◆ Problems to solve:
1. Print the stretch of the Kalman filter passage from "This analysis shows" through "components of the prior covariance.".
2. Count the lines of the records that contain the string "relief", and give only the number.

◆ Passage:

★ ★ ★ ★ ★ ★ ★

This analysis shows the intersection between the Kalman filter and the theory of principal components. The analysis suggests that best directions to measure components of the state vector are directions along which we have maximum variances which are the main principal components of the prior covariance.

Sequential iterations between computing optimal $K(n)$ and $C(n)$ leads to the development of a measurement matrix in which each row of $C(n)$ is a principal component of the prior covariance. However, the convergence in these iterations is only asymptotic. To show this, consider the following equation derived from Eq. (15):

(28)$$K(n) R_m = P^{n|n} C^T(n).$$

In the case of optimal measurement, there is a paradox embedded in this equality which can be resolved only at the limit when the number of iterations goes to infinity. Since for optimal measurement $P^{n|n}$ belongs to the $Col^{\bot }[K(n)]$, it has no component in $Col[K(n)]$. Therefore, the right side of this equation can never match the left side, which is in $Col[K(n)]$, unless they are both zeros. Obviously, this can happen in the absence of noise when $R_m=0$, which means the noise power is zero. However, when $R_m \neq 0$, iterations resolve this paradox by continuously increasing the second norm of rows of the measurement matrix in each $K(n)$-$C(n)$ iteration, which translates to reduction of the second norm of columns of $K(n)$, since $C^*(n)K(n)=I$. In other words, the optimization process continuously increases the power of signal in measurements to minimize the effect of noise. When the number of iterations goes to infinity, the signal power is increased so much that noise is effectively canceled and both sides of the equation match, but only asymptotically.

Now, we answer the question we asked before. Based on this analysis, it is possible to avoid $K(n)$-$C(n)$ iterations. We have two factors when synthesizing the optimal measurement matrix. First, we should choose the right directions (direction of rows of the measurement matrix), which are directions of the main principal components, and then we should increase the power of signal (second norm of rows of the measurement matrix) to the maximum level that is practically allowed.

★ ★ ★ ★ ★ ★ ★

(Dataset excerpt)
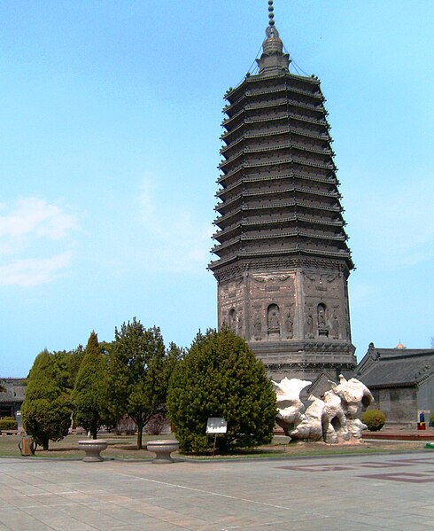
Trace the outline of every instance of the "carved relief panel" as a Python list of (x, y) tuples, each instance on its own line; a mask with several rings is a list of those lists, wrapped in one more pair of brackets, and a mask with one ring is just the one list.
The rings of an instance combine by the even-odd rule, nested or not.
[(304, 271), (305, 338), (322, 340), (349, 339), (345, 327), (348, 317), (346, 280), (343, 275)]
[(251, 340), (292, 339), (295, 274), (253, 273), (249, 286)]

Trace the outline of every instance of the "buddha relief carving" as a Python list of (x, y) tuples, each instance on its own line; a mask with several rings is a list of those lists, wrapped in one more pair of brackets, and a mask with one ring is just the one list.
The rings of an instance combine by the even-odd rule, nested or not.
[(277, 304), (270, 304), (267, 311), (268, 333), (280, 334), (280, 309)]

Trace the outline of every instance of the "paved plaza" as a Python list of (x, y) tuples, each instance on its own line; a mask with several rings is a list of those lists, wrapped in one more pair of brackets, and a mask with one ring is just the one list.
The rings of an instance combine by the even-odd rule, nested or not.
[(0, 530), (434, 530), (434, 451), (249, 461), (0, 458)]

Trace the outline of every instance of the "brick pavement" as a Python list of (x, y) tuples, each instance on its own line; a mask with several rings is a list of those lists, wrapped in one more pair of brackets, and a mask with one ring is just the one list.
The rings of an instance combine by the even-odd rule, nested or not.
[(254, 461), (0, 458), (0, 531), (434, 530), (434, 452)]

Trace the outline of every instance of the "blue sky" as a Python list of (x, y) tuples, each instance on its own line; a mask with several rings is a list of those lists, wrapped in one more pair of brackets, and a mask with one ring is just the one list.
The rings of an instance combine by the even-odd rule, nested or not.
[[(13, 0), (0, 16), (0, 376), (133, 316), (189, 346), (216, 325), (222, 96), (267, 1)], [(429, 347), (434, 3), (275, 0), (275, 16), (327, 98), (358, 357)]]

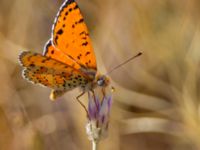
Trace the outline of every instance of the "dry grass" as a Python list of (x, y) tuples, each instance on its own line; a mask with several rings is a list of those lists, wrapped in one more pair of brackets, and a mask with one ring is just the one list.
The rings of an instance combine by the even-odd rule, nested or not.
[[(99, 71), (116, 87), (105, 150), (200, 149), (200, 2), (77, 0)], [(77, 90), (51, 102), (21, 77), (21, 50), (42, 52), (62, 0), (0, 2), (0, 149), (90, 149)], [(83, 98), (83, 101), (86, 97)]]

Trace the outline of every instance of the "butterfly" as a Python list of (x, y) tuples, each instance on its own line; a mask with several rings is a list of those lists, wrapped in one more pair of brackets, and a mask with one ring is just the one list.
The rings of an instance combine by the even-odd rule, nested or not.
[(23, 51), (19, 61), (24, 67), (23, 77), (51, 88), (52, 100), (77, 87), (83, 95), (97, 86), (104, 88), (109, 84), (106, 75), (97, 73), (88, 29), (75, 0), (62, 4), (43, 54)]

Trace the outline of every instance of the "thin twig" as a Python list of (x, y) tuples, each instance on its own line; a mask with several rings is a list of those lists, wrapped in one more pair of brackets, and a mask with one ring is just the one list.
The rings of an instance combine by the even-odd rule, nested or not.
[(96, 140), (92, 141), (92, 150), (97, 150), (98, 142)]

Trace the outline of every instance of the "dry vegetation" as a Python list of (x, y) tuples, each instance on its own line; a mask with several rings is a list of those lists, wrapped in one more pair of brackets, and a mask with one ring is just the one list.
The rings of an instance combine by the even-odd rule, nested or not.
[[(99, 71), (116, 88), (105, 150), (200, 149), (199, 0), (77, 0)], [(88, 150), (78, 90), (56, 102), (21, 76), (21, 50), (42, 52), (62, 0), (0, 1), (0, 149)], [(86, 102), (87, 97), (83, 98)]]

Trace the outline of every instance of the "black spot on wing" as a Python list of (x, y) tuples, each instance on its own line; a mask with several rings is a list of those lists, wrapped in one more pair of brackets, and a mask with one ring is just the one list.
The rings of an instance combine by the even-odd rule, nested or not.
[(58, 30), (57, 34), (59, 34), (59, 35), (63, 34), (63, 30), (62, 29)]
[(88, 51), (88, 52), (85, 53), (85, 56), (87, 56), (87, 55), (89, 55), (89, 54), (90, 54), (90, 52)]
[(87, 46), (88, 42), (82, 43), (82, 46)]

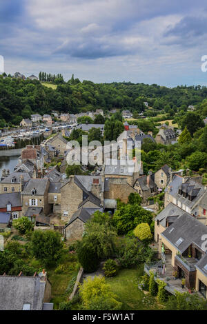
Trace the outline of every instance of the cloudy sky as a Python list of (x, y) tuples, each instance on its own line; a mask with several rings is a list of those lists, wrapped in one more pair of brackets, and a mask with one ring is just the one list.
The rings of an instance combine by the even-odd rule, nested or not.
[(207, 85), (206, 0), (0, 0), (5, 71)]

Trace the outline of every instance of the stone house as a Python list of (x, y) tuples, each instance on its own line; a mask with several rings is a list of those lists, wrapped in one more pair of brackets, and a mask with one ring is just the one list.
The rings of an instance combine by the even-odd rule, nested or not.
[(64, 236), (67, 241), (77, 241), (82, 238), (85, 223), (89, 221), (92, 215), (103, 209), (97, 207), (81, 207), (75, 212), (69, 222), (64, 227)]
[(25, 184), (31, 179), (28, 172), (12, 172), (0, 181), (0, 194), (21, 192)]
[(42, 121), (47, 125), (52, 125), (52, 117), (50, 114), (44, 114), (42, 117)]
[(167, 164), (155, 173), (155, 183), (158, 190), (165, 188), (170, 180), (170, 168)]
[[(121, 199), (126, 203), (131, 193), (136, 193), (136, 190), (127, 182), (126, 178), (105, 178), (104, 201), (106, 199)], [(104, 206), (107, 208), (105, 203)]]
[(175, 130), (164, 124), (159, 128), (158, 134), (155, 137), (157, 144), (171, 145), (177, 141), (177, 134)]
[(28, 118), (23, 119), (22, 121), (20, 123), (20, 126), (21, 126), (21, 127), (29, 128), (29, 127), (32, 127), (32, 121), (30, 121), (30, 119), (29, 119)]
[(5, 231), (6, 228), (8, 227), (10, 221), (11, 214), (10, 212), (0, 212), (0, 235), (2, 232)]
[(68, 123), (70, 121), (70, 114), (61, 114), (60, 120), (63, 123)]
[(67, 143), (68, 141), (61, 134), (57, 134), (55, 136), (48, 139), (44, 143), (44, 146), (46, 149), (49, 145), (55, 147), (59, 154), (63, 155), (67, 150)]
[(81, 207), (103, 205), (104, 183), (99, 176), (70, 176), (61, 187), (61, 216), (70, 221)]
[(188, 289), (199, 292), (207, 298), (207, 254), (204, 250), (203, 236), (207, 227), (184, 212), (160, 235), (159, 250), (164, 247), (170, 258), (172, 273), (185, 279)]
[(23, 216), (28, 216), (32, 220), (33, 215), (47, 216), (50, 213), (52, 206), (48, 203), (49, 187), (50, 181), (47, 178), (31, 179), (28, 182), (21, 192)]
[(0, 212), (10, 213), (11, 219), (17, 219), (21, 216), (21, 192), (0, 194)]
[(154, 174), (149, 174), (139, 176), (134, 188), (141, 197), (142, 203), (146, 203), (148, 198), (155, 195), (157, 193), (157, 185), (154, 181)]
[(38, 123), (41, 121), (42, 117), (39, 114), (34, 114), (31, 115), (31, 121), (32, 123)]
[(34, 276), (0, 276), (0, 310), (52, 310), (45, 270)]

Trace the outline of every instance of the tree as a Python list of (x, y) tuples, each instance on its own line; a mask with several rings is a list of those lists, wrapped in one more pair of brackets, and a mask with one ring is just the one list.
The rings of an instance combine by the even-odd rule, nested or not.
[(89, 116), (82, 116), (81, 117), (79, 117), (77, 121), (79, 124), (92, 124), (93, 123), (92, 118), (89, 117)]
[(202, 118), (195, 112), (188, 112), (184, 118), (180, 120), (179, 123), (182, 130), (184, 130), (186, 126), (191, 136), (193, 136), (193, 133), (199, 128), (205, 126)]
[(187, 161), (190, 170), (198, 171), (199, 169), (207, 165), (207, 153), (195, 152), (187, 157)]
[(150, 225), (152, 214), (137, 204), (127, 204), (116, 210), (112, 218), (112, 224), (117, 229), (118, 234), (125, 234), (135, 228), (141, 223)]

★ ★ ★ ★ ★ ★ ★

◆ Complete answers:
1.
This analysis shows the intersection between the Kalman filter and the theory of principal components. The analysis suggests that best directions to measure components of the state vector are directions along which we have maximum variances which are the main principal components of the prior covariance.

2. 2